To do:
Down to the last line, repeat the records exactly.

Point-per-instance localization data
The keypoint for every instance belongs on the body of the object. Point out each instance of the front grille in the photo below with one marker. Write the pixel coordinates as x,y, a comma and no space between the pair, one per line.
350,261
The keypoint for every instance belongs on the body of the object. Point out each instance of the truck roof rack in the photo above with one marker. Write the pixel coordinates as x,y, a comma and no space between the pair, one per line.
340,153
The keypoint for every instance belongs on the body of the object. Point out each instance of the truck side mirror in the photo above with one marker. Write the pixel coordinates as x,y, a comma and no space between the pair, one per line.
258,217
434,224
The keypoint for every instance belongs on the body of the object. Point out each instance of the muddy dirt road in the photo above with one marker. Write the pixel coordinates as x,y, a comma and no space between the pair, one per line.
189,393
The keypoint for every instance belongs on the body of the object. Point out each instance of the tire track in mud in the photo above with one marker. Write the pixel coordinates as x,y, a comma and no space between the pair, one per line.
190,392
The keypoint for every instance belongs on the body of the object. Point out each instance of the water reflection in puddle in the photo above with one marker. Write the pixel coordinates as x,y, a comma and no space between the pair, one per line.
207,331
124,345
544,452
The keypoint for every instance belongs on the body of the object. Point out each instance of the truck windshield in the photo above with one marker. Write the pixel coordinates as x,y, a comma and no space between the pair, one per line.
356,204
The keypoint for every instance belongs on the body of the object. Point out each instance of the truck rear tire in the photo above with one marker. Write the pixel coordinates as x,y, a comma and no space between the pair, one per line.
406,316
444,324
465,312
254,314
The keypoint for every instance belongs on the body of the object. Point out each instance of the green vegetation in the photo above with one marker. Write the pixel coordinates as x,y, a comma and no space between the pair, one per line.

Result of the task:
The keypoint for every instance belongs on the body of the object. Point out each instance of the front grille in the photo below with one marker. Write the pixel coordinates as x,y, a comma and no space between the pair, one per line.
350,261
The keypoint for every instance belongs on the body of the object. Point out each instance of the truck roof rack in the photo above with one marker. Write the pixel coordinates as x,y, a comma and no space between the pair, one per line.
340,153
The keypoint for every instance belongs on the body of the object. Point out each instance of the truck side mirror in the photo above with one marker. Write the pixel coordinates as x,y, a comma and no space between the pair, one per line.
258,217
434,224
The keypoint for every instance belongs on the body of the object. Point out each instance of the muddy dirt road in the photo above with one marker. Write the pixel coordinates as x,y, a comma and no space between the pair, one per line.
189,393
The keypoint for every instance belongs on the body of the object. Point out each instance of the tire track in mud in the photo above with one marker. Write the pixel coordinates as x,y, a comma and no space between the pair, one per line.
190,392
The keypoint for every instance belongs on the body of the object. Point out each instance of the water reflection in puddle in the photo above with one marker. Write the pixel coordinates as x,y, a comma and no space between the pair, one per line.
207,331
124,345
544,452
The keypoint for every instance belongs on the body of the object. Point out each instance of the truck windshield in the photo above with one marker. Write the pixel coordinates as x,y, a comma and no space between the pair, one per line.
356,204
The keypoint for every instance belongs on the body of the object. Point out each instance of the truck rear tire in the photo above with one marker. Write the pixel coordinates as x,y, a comma and no space between the pair, one per line.
406,316
444,324
465,312
254,314
The keypoint for every instance belongs on the body of the object. Point out each instance of the green vegetation in the photo above with one marker. Write the pixel coordinates as x,y, a comma and no space between the pair, one per line.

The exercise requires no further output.